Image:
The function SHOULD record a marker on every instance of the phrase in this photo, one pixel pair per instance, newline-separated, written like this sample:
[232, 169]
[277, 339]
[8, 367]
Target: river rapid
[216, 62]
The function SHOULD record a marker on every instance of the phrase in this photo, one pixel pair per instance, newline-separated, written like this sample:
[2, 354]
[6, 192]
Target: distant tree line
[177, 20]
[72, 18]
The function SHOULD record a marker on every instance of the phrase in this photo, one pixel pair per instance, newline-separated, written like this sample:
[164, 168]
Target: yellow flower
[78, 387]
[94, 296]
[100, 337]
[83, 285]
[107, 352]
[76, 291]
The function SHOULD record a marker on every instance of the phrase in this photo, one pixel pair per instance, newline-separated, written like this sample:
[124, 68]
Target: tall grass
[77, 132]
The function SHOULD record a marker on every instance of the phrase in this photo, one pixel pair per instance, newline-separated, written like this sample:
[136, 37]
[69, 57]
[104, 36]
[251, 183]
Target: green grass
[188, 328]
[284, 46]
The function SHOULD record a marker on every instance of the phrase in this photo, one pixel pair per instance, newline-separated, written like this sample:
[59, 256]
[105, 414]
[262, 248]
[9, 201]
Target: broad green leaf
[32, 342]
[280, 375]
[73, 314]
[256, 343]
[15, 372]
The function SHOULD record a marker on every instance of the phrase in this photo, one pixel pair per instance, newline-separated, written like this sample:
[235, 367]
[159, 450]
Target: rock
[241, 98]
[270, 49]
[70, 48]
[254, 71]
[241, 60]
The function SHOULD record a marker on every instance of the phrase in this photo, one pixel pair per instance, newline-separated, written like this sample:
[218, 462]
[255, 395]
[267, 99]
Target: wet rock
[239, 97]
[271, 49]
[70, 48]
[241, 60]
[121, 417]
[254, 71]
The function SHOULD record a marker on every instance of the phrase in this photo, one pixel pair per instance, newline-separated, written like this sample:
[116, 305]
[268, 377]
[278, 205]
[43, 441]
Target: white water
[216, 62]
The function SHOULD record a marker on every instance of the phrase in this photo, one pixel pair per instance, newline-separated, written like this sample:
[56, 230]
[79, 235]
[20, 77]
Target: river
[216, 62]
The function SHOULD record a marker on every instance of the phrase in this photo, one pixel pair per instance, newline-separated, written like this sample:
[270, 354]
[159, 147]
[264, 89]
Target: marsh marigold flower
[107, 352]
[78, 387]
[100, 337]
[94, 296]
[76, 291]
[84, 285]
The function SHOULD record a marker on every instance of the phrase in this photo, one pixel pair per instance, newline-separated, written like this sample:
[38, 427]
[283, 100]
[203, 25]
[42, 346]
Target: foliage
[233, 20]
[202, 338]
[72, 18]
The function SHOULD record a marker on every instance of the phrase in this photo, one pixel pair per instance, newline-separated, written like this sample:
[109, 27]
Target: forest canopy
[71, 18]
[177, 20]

**Your goal:**
Each entry above needs to be retyped exactly.

**Response:**
Image:
The function SHOULD record a marker on every instance of the phrase in this photo, one pixel pair per instance, newline-separated, written like this sample:
[232, 169]
[277, 339]
[8, 367]
Target: river rapid
[216, 62]
The function SHOULD record a marker on every instance of the phrase in this photo, one pixel pair per instance, newline-separated, written like this sample:
[2, 354]
[6, 192]
Target: distant tree line
[177, 20]
[72, 18]
The function SHOULD record a marker on every instance of the phrase in this photo, one pixel pair per instance, newline-separated, written like this sample:
[164, 168]
Target: yellow flower
[78, 387]
[94, 296]
[100, 337]
[83, 285]
[107, 352]
[76, 291]
The function SHOULD record a marker on every instance of the phrase in this photo, one pixel pair per instance, newline-separated, written like this sample:
[124, 68]
Target: tall grass
[77, 132]
The function SHOULD record a marker on every instance of the phrase in this photo, one pixel pair per instance, newline-separated, written like this sample:
[136, 37]
[69, 57]
[104, 36]
[251, 183]
Target: green grass
[188, 328]
[284, 46]
The function SHOULD record a marker on every instance of the phrase in this photo, one pixel pair per instance, newline-separated, written like this sample:
[59, 256]
[105, 414]
[262, 248]
[9, 201]
Target: broad green leaf
[32, 342]
[280, 375]
[73, 314]
[256, 343]
[15, 372]
The function SHOULD record a marker on every instance of the phrase in this photo, one pixel pair per instance, newline-separated, written like this sample:
[235, 367]
[159, 450]
Target: rock
[241, 98]
[270, 49]
[70, 48]
[254, 71]
[241, 60]
The function SHOULD record a marker on every instance of the phrase in this photo, one pixel pair per instance, newline-separated, written like this sample:
[218, 462]
[255, 395]
[267, 99]
Target: wet rock
[239, 97]
[271, 49]
[70, 48]
[241, 60]
[121, 417]
[254, 71]
The function SHOULD record a marker on every instance of the phrase in this photo, one pixel pair per instance, newline-separated, written like this sample:
[116, 305]
[268, 377]
[278, 205]
[43, 441]
Target: white water
[216, 62]
The function SHOULD record a marker on every instance of the phrase in this photo, one pixel pair per instance, newline-separated, written like this sample:
[56, 230]
[79, 235]
[20, 77]
Target: river
[216, 62]
The function SHOULD record a marker on every instance of the phrase in this photo, one pixel pair per instance, newline-separated, written like this sample:
[270, 354]
[159, 147]
[264, 89]
Target: marsh marigold flower
[107, 352]
[78, 387]
[100, 337]
[94, 296]
[76, 291]
[84, 285]
The function SHOULD record a marker on every instance of the phrase in this photo, one pixel pair per instance, newline-separated, written like this sample:
[38, 427]
[283, 100]
[203, 25]
[42, 346]
Target: foliage
[233, 20]
[202, 338]
[72, 18]
The function SHOULD record a marker on every instance of the phrase in this photo, one pixel pair per instance, newline-separated, written like this sample:
[109, 27]
Target: forest canopy
[71, 18]
[177, 20]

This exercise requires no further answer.